** Begin RECORDS PROVIDED **
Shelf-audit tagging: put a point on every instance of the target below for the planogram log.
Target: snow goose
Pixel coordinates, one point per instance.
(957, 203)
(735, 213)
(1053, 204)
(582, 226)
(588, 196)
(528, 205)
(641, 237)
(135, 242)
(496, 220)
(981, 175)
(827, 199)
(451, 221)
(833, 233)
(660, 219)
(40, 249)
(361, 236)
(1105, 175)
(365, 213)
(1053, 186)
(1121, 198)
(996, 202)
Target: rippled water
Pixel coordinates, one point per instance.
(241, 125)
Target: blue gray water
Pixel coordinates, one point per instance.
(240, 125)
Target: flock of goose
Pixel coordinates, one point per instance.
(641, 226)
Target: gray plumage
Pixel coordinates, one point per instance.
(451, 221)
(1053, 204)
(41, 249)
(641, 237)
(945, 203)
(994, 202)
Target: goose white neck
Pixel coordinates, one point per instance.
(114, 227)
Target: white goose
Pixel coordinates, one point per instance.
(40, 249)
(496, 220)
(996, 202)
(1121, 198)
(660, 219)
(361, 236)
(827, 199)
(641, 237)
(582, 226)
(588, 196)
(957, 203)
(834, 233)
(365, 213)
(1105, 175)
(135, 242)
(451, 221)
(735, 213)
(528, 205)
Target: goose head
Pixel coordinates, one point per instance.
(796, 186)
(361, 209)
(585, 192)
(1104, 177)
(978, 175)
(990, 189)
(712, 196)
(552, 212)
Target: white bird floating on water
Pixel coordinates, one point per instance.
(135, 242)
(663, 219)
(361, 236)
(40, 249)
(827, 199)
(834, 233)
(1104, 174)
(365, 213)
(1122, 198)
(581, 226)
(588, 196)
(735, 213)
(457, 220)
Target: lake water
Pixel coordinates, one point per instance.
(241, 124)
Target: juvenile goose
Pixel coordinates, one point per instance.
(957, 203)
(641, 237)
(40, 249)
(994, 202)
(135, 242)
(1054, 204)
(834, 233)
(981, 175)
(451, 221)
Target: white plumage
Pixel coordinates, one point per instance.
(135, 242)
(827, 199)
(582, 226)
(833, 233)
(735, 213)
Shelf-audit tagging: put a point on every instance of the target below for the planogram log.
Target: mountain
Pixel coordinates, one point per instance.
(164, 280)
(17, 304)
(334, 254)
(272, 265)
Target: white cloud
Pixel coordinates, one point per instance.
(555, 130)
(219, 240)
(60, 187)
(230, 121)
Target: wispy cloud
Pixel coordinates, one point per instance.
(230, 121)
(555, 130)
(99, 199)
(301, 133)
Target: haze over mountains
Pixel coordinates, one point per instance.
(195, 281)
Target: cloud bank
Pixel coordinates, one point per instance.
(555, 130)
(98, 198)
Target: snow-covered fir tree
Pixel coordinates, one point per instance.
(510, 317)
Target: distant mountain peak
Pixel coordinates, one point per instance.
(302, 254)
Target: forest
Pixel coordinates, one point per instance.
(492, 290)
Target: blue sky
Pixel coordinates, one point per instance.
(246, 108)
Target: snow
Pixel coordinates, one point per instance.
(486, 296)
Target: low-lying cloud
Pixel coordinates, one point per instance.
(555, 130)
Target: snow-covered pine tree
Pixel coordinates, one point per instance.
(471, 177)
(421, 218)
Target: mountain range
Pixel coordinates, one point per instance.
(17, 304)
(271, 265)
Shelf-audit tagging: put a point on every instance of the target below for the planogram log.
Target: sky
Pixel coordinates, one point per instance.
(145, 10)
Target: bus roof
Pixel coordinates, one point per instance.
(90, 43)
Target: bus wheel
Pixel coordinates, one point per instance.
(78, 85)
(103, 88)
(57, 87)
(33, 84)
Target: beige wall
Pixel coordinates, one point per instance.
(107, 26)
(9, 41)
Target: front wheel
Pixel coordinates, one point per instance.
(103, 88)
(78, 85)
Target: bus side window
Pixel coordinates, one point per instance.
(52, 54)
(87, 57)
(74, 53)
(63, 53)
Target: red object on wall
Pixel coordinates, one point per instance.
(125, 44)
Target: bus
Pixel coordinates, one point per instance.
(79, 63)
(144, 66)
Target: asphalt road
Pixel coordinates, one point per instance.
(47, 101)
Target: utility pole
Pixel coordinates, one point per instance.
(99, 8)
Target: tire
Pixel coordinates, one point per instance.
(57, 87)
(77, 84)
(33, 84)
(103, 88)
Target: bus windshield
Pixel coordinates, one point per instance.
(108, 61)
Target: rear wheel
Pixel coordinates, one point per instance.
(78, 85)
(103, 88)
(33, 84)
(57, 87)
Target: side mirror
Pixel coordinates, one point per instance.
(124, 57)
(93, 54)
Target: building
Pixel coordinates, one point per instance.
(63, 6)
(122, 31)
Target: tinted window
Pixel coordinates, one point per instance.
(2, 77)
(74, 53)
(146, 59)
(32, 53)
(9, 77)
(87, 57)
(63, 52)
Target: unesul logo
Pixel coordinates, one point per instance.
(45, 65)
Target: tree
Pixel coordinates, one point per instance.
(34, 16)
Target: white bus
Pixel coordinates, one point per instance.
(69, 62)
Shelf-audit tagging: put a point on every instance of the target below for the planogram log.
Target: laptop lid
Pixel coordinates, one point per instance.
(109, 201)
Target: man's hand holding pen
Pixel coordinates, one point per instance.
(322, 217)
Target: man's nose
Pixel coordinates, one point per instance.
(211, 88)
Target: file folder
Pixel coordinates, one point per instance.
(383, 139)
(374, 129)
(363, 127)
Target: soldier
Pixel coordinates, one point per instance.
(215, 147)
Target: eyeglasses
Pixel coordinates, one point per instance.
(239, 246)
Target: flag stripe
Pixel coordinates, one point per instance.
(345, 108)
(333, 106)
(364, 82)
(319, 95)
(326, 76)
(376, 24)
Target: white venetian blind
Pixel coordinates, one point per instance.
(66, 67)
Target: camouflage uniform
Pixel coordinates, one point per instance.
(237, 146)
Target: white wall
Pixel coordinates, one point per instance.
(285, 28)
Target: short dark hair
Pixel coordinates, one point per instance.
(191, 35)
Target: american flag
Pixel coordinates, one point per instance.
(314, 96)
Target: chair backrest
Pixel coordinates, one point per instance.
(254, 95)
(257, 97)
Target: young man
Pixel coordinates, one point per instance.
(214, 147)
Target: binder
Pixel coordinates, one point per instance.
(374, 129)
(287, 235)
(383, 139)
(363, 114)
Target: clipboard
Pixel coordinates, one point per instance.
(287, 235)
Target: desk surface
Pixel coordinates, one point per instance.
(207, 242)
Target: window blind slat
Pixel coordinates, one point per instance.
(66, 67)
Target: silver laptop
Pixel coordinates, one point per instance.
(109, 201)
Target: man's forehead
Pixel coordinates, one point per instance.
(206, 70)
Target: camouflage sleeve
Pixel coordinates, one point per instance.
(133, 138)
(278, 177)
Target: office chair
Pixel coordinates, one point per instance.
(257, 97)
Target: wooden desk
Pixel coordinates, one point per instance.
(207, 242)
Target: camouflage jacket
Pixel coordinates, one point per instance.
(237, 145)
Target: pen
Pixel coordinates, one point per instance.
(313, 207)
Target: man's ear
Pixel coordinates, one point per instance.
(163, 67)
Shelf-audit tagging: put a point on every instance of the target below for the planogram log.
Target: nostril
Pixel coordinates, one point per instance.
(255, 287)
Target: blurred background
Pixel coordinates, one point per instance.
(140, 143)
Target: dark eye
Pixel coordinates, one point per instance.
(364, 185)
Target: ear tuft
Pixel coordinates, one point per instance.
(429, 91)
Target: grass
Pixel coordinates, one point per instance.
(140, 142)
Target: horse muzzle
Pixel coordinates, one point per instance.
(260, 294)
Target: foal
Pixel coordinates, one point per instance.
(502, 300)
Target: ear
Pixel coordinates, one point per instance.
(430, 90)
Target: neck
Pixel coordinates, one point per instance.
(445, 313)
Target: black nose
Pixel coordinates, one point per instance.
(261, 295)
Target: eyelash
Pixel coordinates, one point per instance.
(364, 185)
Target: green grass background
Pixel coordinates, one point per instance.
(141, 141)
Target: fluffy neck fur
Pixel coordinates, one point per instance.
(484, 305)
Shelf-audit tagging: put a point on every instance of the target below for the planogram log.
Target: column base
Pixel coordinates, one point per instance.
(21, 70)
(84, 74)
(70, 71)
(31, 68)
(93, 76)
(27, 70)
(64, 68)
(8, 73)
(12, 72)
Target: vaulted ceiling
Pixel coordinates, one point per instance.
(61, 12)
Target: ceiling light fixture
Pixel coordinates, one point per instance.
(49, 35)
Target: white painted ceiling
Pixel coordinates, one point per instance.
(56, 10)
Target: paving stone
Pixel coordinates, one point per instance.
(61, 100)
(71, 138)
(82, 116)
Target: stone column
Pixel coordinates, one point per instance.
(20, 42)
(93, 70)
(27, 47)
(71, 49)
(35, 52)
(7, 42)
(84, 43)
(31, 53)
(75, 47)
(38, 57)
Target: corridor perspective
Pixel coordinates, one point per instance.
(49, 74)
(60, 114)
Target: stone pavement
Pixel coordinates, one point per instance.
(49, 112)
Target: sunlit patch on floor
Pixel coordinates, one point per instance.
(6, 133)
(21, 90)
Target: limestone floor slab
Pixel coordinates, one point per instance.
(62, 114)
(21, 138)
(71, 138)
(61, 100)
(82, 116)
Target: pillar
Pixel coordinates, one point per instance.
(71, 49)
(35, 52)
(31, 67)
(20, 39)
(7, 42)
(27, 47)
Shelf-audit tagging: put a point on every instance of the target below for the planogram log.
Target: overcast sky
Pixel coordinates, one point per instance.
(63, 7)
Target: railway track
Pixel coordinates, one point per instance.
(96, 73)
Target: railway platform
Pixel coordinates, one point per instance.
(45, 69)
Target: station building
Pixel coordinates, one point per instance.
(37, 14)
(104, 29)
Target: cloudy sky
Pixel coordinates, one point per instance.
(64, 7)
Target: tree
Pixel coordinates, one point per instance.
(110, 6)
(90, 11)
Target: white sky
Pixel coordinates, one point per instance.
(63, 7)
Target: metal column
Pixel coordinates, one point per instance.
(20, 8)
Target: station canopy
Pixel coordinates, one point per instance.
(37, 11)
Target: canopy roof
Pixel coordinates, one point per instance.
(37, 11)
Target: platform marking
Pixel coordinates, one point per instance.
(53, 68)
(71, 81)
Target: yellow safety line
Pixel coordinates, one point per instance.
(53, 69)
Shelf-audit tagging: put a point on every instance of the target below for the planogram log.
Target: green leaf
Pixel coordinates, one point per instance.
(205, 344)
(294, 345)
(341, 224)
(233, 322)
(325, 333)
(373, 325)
** End RECORDS PROVIDED **
_EXERCISE OBJECTIVE_
Starting at the line that contains "Target: pillar", quote each remaining line of the entries above, unchanged.

_RESULT FOR THIS TASK_
Target: pillar
Pixel coordinates, one point per instance.
(71, 49)
(35, 52)
(31, 67)
(20, 39)
(7, 42)
(27, 47)
Shelf-audit tagging: put a point on every instance of the target below for the planogram log.
Target: overcast sky
Pixel coordinates, one point per instance.
(63, 7)
Target: railway track
Pixel coordinates, one point per instance.
(96, 73)
Target: railway platform
Pixel coordinates, one point per instance.
(45, 69)
Target: station building
Pixel coordinates, one point per instance.
(37, 14)
(104, 29)
Target: cloudy sky
Pixel coordinates, one point per instance.
(64, 7)
Target: tree
Pixel coordinates, one point per instance.
(110, 6)
(90, 11)
Target: white sky
Pixel coordinates, one point per instance.
(63, 7)
Target: metal column
Pixel coordinates, one point per instance.
(20, 8)
Target: station canopy
Pixel coordinates, one point per instance.
(37, 11)
Target: canopy roof
Pixel coordinates, one point per instance.
(37, 11)
Target: platform marking
Pixel coordinates, one point per instance.
(53, 68)
(71, 81)
Target: yellow safety line
Pixel coordinates, one point per instance.
(53, 69)
Shelf-audit tagging: put a point on every instance of the target below for the planogram log.
Target: green leaf
Pixel coordinates, one point per instance.
(205, 344)
(294, 345)
(341, 224)
(233, 322)
(325, 333)
(373, 325)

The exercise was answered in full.